───── Reading passage

Rep. Eric Go Yap said lawmakers were willing to allot payment for the volunteer health workers equivalent to the regular salary of their counterparts.

Volunteer doctors should be hired and paid at least P50,000 a month, which is the entry-level salary grade for government-hired physicians, while nurses should receive at least P22,000, Dr. Geneve Reyes, secretary-general of Health Action for Human Rights said.

She also said they should also be paid for the 14 days of quarantine after their tour of duty.

On Saturday, an 11th doctor, Dr. Helen Tudtud, a pathologist in Cebu City, died due to COVID-19.

“I lost a mom. Since I was young she was always my Mommy Helen. She has always been a second mom to me,” her nephew Vincent Thomas Evangelista said in a post on Facebook.

“Mommy Helen was one of the most generous people I know. She would always think of other people. She would always be the one who would be first to help when any of us was in need. To say that she was caring was an understatement,” he added.

On Saturday at 4 p.m., the Department of Health said the country’s total COVID-cases reached 1,075 as more testing is being done.

The death toll is at 68 while total recoveries numbered 35.

As of Saturday, the DOH has tested a total of 2,686 individuals. Of these, 920 have tested negative and 667 have pending results.

──────────
───── Data

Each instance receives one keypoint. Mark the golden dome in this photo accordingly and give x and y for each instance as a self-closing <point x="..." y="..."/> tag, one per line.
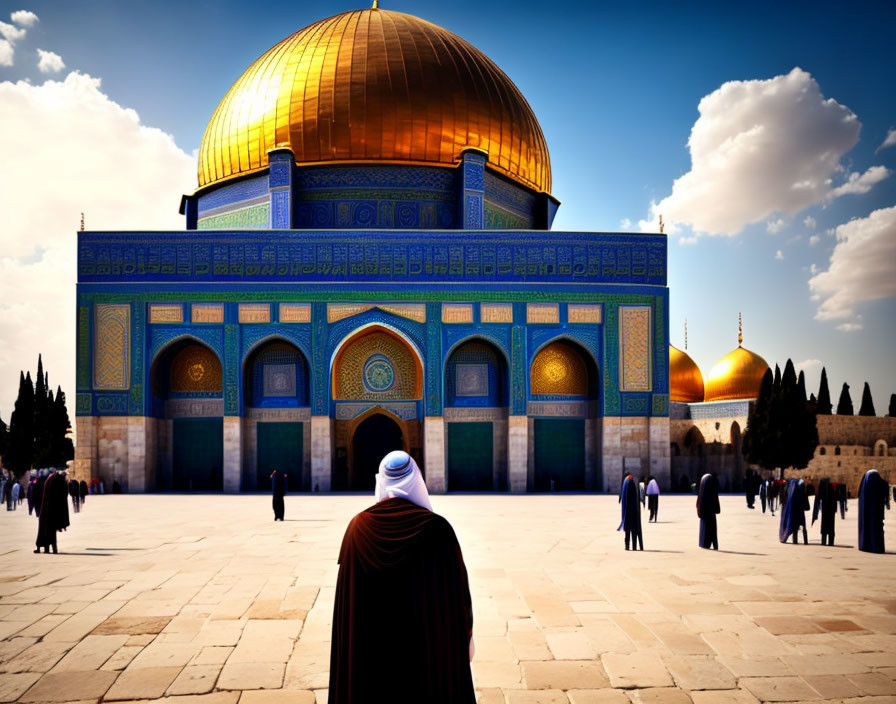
<point x="374" y="85"/>
<point x="737" y="375"/>
<point x="685" y="379"/>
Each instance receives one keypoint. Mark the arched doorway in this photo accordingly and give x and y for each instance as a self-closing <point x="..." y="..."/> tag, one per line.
<point x="186" y="380"/>
<point x="476" y="417"/>
<point x="374" y="438"/>
<point x="563" y="381"/>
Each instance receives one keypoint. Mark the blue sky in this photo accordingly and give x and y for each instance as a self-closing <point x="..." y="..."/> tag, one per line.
<point x="616" y="89"/>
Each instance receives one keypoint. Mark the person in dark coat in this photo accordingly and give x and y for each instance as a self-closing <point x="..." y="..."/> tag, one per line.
<point x="825" y="503"/>
<point x="707" y="509"/>
<point x="874" y="499"/>
<point x="630" y="498"/>
<point x="402" y="615"/>
<point x="53" y="512"/>
<point x="278" y="486"/>
<point x="793" y="514"/>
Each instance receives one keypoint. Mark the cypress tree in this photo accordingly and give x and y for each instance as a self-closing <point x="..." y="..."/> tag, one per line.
<point x="844" y="405"/>
<point x="867" y="408"/>
<point x="824" y="406"/>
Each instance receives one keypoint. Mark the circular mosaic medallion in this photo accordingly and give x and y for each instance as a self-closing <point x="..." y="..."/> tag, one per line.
<point x="379" y="374"/>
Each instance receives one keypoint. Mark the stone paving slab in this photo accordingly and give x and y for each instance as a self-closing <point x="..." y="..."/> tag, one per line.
<point x="203" y="599"/>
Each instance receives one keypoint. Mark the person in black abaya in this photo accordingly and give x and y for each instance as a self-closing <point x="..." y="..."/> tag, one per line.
<point x="826" y="504"/>
<point x="707" y="509"/>
<point x="630" y="498"/>
<point x="53" y="512"/>
<point x="874" y="499"/>
<point x="278" y="486"/>
<point x="403" y="616"/>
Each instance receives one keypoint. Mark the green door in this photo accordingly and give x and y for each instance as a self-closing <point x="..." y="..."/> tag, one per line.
<point x="280" y="448"/>
<point x="559" y="454"/>
<point x="470" y="457"/>
<point x="198" y="454"/>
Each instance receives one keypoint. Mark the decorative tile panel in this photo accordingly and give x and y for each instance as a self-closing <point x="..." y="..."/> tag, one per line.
<point x="635" y="348"/>
<point x="584" y="313"/>
<point x="112" y="347"/>
<point x="542" y="312"/>
<point x="166" y="313"/>
<point x="207" y="313"/>
<point x="457" y="312"/>
<point x="254" y="313"/>
<point x="496" y="313"/>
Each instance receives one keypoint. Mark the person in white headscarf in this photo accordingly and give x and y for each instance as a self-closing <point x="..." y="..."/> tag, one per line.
<point x="402" y="600"/>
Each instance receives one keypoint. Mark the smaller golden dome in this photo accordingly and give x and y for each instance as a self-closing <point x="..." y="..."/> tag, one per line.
<point x="685" y="378"/>
<point x="737" y="375"/>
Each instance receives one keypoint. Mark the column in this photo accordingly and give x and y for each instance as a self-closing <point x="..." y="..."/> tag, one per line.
<point x="434" y="454"/>
<point x="518" y="453"/>
<point x="321" y="452"/>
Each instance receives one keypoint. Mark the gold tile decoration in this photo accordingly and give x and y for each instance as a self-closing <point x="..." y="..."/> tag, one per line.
<point x="255" y="313"/>
<point x="635" y="343"/>
<point x="377" y="366"/>
<point x="559" y="369"/>
<point x="374" y="85"/>
<point x="112" y="347"/>
<point x="584" y="313"/>
<point x="166" y="313"/>
<point x="295" y="312"/>
<point x="496" y="312"/>
<point x="542" y="312"/>
<point x="195" y="369"/>
<point x="207" y="313"/>
<point x="411" y="311"/>
<point x="457" y="312"/>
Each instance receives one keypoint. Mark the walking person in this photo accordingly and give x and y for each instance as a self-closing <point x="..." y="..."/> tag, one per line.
<point x="707" y="509"/>
<point x="631" y="514"/>
<point x="653" y="499"/>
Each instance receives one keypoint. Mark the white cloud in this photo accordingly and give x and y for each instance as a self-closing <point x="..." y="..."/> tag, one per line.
<point x="759" y="148"/>
<point x="10" y="32"/>
<point x="91" y="155"/>
<point x="860" y="183"/>
<point x="862" y="267"/>
<point x="775" y="226"/>
<point x="889" y="140"/>
<point x="6" y="53"/>
<point x="25" y="18"/>
<point x="49" y="62"/>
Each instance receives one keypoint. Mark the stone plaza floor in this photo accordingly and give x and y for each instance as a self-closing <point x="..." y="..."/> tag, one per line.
<point x="205" y="600"/>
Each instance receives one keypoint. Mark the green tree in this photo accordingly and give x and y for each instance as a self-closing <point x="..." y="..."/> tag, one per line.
<point x="824" y="406"/>
<point x="844" y="405"/>
<point x="867" y="407"/>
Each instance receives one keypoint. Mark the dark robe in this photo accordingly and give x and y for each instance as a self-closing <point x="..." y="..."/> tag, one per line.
<point x="403" y="617"/>
<point x="629" y="498"/>
<point x="874" y="499"/>
<point x="793" y="515"/>
<point x="53" y="511"/>
<point x="826" y="504"/>
<point x="707" y="509"/>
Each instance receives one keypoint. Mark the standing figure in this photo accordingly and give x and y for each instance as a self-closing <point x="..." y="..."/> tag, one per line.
<point x="53" y="511"/>
<point x="793" y="513"/>
<point x="653" y="498"/>
<point x="403" y="616"/>
<point x="874" y="499"/>
<point x="629" y="497"/>
<point x="278" y="485"/>
<point x="826" y="503"/>
<point x="707" y="509"/>
<point x="74" y="490"/>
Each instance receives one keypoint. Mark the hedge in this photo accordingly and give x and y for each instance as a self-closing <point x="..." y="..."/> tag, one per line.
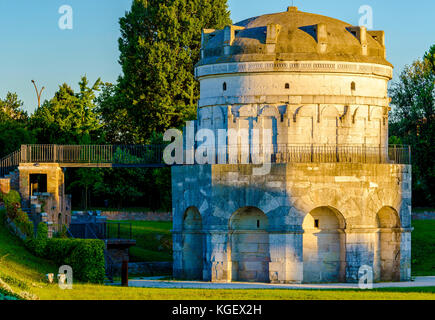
<point x="85" y="256"/>
<point x="12" y="202"/>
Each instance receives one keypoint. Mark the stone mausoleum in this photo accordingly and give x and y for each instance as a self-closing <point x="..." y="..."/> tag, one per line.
<point x="337" y="197"/>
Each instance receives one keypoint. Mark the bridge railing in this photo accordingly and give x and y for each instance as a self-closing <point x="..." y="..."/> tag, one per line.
<point x="93" y="154"/>
<point x="152" y="155"/>
<point x="9" y="163"/>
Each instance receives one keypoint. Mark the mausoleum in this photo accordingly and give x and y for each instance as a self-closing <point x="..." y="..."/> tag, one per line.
<point x="337" y="197"/>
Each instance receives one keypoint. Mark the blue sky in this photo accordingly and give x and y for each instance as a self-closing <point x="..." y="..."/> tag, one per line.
<point x="32" y="46"/>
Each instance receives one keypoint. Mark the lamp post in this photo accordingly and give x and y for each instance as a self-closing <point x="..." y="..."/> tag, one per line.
<point x="38" y="94"/>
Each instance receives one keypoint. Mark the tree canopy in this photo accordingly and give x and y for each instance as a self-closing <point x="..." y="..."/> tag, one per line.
<point x="413" y="122"/>
<point x="159" y="46"/>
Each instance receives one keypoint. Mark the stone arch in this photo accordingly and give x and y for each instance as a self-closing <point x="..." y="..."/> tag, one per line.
<point x="271" y="111"/>
<point x="193" y="244"/>
<point x="389" y="241"/>
<point x="324" y="248"/>
<point x="249" y="243"/>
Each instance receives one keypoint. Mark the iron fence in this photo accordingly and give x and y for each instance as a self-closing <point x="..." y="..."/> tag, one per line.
<point x="152" y="155"/>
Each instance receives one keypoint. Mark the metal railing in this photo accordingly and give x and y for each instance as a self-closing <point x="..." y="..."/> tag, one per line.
<point x="285" y="153"/>
<point x="93" y="154"/>
<point x="119" y="230"/>
<point x="152" y="155"/>
<point x="9" y="163"/>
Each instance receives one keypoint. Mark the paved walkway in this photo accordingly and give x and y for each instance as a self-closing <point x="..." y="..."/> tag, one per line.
<point x="156" y="283"/>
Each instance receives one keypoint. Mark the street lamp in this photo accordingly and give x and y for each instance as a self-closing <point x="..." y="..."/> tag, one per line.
<point x="38" y="94"/>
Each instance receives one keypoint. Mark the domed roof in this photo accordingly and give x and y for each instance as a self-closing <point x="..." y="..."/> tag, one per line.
<point x="293" y="36"/>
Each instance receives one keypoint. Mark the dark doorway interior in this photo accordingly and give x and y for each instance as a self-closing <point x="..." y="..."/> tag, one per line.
<point x="38" y="183"/>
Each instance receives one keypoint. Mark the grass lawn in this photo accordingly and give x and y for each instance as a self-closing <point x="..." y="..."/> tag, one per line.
<point x="86" y="292"/>
<point x="423" y="248"/>
<point x="154" y="240"/>
<point x="25" y="275"/>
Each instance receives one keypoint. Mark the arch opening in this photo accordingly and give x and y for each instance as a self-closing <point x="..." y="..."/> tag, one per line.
<point x="193" y="245"/>
<point x="389" y="244"/>
<point x="324" y="253"/>
<point x="249" y="245"/>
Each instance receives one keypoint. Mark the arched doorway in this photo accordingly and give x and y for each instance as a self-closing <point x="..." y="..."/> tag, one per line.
<point x="389" y="244"/>
<point x="249" y="245"/>
<point x="324" y="246"/>
<point x="192" y="244"/>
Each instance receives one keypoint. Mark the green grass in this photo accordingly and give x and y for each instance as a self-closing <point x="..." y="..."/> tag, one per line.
<point x="86" y="292"/>
<point x="25" y="275"/>
<point x="153" y="240"/>
<point x="423" y="209"/>
<point x="131" y="209"/>
<point x="19" y="269"/>
<point x="423" y="248"/>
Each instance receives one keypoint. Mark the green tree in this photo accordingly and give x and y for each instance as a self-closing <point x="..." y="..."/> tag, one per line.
<point x="86" y="179"/>
<point x="69" y="117"/>
<point x="413" y="121"/>
<point x="160" y="44"/>
<point x="11" y="109"/>
<point x="13" y="125"/>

──────────

== Your instructions ==
List every person named in the news excerpt about pay for volunteer health workers during COVID-19, with the role or description the excerpt gives for each.

== Answer for this exercise ==
- Rep. Eric Go Yap: a lawmaker (Rep.)
- Dr. Geneve Reyes: secretary-general of Health Action for Human Rights
- Dr. Helen Tudtud: a pathologist in Cebu City and the 11th doctor to die due to COVID-19
- Vincent Thomas Evangelista: Dr. Helen Tudtud's nephew